#### SHORT TASK
Exactly as they appear, output all of the entries.

#### PROVIDED DATA

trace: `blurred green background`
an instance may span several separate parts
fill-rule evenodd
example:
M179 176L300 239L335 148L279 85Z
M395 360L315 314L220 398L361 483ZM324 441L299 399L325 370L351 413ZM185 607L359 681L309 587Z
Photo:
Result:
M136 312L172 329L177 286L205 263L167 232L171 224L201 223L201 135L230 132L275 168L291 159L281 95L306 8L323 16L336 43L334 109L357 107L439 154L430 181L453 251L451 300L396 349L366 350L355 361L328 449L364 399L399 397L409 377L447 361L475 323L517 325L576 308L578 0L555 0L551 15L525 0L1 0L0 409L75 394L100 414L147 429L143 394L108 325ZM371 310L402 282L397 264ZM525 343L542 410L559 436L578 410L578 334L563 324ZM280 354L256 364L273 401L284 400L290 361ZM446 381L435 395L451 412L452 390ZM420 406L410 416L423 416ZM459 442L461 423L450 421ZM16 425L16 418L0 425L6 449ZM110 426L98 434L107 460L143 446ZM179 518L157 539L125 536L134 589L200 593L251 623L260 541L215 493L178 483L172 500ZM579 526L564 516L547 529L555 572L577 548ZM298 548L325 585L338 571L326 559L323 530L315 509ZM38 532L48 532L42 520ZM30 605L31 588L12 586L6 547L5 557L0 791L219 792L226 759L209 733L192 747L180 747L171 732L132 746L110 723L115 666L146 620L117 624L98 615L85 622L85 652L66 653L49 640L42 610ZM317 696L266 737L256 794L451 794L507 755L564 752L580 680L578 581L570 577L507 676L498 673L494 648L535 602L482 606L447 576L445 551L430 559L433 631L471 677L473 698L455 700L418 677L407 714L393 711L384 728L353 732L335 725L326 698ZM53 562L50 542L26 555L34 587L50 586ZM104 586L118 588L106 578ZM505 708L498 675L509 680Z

#### FULL ANSWER
trace: `blurred green background`
an instance may span several separate parts
fill-rule evenodd
example:
M179 176L300 239L335 148L279 85Z
M395 360L315 314L220 398L361 483ZM324 441L299 399L325 370L351 413ZM185 607L359 681L309 587Z
Photo:
Result:
M136 312L172 329L177 286L205 263L167 232L171 224L201 223L201 135L230 132L275 168L291 159L281 95L306 8L323 16L336 43L334 109L357 107L439 154L430 181L453 251L451 300L396 349L366 350L355 361L328 449L364 399L399 397L409 377L447 361L475 323L517 325L576 308L578 0L555 0L551 15L525 0L1 0L0 409L75 394L100 414L147 429L143 394L108 325ZM371 310L402 282L397 264ZM525 343L542 410L559 436L578 410L578 334L563 324ZM280 354L256 364L273 401L284 400L290 361ZM446 381L435 395L451 412L452 390ZM420 406L410 416L423 416ZM459 442L461 423L450 421ZM16 425L16 418L0 425L6 449ZM110 426L98 434L107 460L143 446ZM179 518L157 539L125 536L134 589L200 593L251 623L260 541L215 493L178 483L172 500ZM579 526L564 516L547 529L555 572L577 548ZM298 548L325 585L338 571L326 559L323 530L315 509ZM38 532L48 532L42 520ZM30 605L31 588L12 586L6 547L5 557L0 791L219 792L226 759L209 733L192 747L180 747L171 732L132 746L110 723L115 666L146 620L117 624L98 615L85 622L85 652L66 653L49 640L42 610ZM317 696L266 737L256 794L451 794L507 755L564 752L580 680L578 581L570 577L507 676L498 673L494 648L535 602L482 606L447 576L445 551L430 559L433 631L471 677L473 698L455 700L418 677L407 714L393 711L384 728L353 732L335 725L326 698ZM53 562L50 542L26 555L34 587L50 586ZM104 586L118 588L106 578ZM505 708L498 675L509 680Z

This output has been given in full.